§ Instruction: A faithful transcription of all the data is required.

[Location identification items]
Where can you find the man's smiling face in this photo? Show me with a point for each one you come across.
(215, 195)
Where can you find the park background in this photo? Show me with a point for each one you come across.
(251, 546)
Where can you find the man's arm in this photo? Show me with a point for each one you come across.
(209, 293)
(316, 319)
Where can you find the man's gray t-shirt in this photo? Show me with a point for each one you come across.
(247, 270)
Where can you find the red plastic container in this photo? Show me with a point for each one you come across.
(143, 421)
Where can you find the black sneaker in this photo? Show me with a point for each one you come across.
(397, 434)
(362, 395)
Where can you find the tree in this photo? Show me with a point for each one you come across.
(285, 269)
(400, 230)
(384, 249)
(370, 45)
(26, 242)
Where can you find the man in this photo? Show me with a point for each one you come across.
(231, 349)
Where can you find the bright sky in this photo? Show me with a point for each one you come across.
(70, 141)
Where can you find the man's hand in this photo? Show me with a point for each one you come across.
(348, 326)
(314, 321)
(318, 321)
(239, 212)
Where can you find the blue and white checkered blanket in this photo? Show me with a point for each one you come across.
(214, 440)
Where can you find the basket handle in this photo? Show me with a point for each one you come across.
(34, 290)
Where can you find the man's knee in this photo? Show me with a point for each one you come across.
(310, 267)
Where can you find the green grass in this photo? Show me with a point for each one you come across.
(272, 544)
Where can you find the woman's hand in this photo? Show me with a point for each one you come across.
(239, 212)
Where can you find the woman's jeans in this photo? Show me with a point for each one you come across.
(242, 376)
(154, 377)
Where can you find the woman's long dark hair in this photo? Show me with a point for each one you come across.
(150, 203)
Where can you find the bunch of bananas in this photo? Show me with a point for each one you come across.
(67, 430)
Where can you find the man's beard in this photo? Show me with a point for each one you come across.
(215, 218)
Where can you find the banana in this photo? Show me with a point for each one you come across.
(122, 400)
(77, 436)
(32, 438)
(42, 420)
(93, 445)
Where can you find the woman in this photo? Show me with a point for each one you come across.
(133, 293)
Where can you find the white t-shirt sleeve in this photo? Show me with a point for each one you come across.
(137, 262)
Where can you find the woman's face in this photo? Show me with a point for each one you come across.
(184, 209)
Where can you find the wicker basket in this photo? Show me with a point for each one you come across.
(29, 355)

§ Completed task:
Where can you find the man's smiling face in this photo? Show me with a point for each one you come across.
(215, 195)
Where can you find the park background in this photo? Show me with a point for each one you come across.
(251, 546)
Where can you find the man's arm in this photo? Show me with a point for each one you come across.
(209, 293)
(316, 319)
Where can you find the man's gray t-shirt in this photo? Show me with a point for each one you come across.
(247, 270)
Where can you find the red plastic container in this photo? Show me with a point for each one you come across.
(143, 421)
Where can you find the black sneaker in this photo? Show me with a point for each one you come across.
(397, 434)
(362, 395)
Where can you find the tree in this photo? Show me with a point for each one you come across.
(285, 269)
(400, 230)
(384, 249)
(370, 45)
(26, 242)
Where can you find the man in this photo? Show me with a point for each one you come across.
(231, 349)
Where can you find the bright sky in this photo? Show me with a point for each one you come across.
(70, 141)
Where can you find the man's hand in this photo? Show me with a point for each one you come across.
(348, 326)
(314, 321)
(318, 321)
(239, 212)
Where can you find the blue and white checkered blanket in this photo? Show me with a point for each one you come across.
(214, 440)
Where can you find the basket handle in this photo? Show me with a point for each one you come across.
(34, 290)
Where can you find the man's knee in this photo? Show me with a point for each one you come across.
(310, 267)
Where can you find the green grass in this photo? Show me with a point for each one you come across.
(272, 544)
Where can you find the woman's hand in this photo? Show me with a point for each one you come across.
(239, 212)
Where can you find the woman's jeans in this photo? Show me with a point for each one you come across.
(242, 376)
(154, 377)
Where can you find the woman's long dark hair in this photo? Show me with a point for each one you come across.
(150, 203)
Where can you find the bunch of bananas in this photo? Show me with a point for each one you come across.
(67, 430)
Where can you find the man's beard in this photo? Show me with a point for each one you come across.
(215, 218)
Where can you find the banana in this photo? Show me with a point for each one you come across.
(122, 400)
(77, 436)
(32, 438)
(42, 420)
(93, 445)
Where can you find the woman in this photo? Show me with a point for each one you come across.
(133, 293)
Where can you find the white t-shirt sleeve in this photo? Show me with a point for each one you come across.
(137, 262)
Where can you find the woman's face in this photo? Show me with a point for each one you come across.
(184, 209)
Where can you find the wicker basket in this photo? Show me with a point for each one you come across.
(29, 355)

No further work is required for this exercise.